ACTIVITY: Give back the entries below verbatim.

DATA:
------------
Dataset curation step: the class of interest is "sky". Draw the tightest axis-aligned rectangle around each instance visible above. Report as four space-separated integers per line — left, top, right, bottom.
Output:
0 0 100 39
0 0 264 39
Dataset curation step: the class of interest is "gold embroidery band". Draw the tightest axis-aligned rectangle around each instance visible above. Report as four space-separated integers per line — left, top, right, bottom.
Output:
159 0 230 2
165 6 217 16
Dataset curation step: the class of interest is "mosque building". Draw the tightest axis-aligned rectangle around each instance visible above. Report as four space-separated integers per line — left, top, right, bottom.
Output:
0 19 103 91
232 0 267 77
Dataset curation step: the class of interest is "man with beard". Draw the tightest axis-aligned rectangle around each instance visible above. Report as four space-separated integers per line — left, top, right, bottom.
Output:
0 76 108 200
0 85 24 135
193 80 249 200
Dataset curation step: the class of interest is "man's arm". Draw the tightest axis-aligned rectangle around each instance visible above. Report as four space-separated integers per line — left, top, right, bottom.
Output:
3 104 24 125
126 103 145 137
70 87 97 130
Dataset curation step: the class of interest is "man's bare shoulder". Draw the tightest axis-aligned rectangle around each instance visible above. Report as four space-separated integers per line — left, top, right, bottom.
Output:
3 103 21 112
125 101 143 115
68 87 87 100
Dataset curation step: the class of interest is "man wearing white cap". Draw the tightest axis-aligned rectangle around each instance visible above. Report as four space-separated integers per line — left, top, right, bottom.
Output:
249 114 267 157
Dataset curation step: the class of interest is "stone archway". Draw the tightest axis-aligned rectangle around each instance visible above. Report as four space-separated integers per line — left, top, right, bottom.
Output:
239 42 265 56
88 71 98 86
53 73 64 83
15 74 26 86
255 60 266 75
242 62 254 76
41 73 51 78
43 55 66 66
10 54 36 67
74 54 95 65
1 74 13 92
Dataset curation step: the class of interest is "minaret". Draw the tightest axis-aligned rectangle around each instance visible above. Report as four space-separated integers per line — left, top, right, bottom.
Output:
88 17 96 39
------------
TASK SOLUTION:
Dataset curation step: the class of interest is "sky". Draw the tightest axis-aligned rectangle around each instance visible above. Report as four space-separated integers per line — left, top, right, bottom.
Output:
0 0 100 39
0 0 264 39
Dataset curation step: the class of interest is "gold embroidery band". Draw the tightest axis-aligned rectangle around each instance visible above. Report as four space-separated integers per line — left, top, right, bottom.
Output:
159 0 230 2
165 6 217 16
Dataset curation step: the class of interest is "mosque building". Draw the tightest axis-aligned rectangle around each instance visible above. Report as four space-separated integers per line — left, top, right, bottom.
Output:
0 19 103 91
232 0 267 77
Dataset curation step: the class of interest is "man with beard". Draw the tightest axis-aligned rectangle around each instance visible above. Report as four space-separated integers per line — left, top, right, bottom.
Output:
0 76 108 200
0 85 24 135
193 80 249 200
Dataset curation step: the class of interest is "man's arm". Draw the tightest axis-aligned rectangle around each instance visible above. Report as four space-separated integers per line — left, top, right, bottom.
Output:
3 104 24 125
126 103 145 137
70 87 97 130
Dataset curation step: the class of interest is "man's bare shoulder". Draw the tightest axis-aligned rectangle around each instance visible above. Report as four space-separated integers per line — left, top, right, bottom.
Output:
3 103 21 112
125 101 143 115
68 87 87 100
Dataset curation step: the class of interest is "man wearing white cap". Draw the tightest axis-aligned rectangle around each instance visible above. Report as four space-separated integers per line — left, top, right, bottom.
Output:
249 114 267 157
Dataset curation step: the class of interest is "stone archway". Draw the tightest axis-aligned rectangle around each instance visible above. Report as four space-separated integers per line — left, top, right, bottom.
Output:
239 42 265 56
88 71 98 86
53 73 64 83
15 74 26 86
255 60 266 75
242 62 254 76
41 73 51 78
43 55 66 66
10 54 36 67
74 54 95 65
1 74 13 92
Dataset curation step: the class of interest is "minaret". Draw the tightest axis-aligned rectangle around each instance visible above. Report as four space-separated integers per line — left, top, right, bottom.
Output:
88 17 96 39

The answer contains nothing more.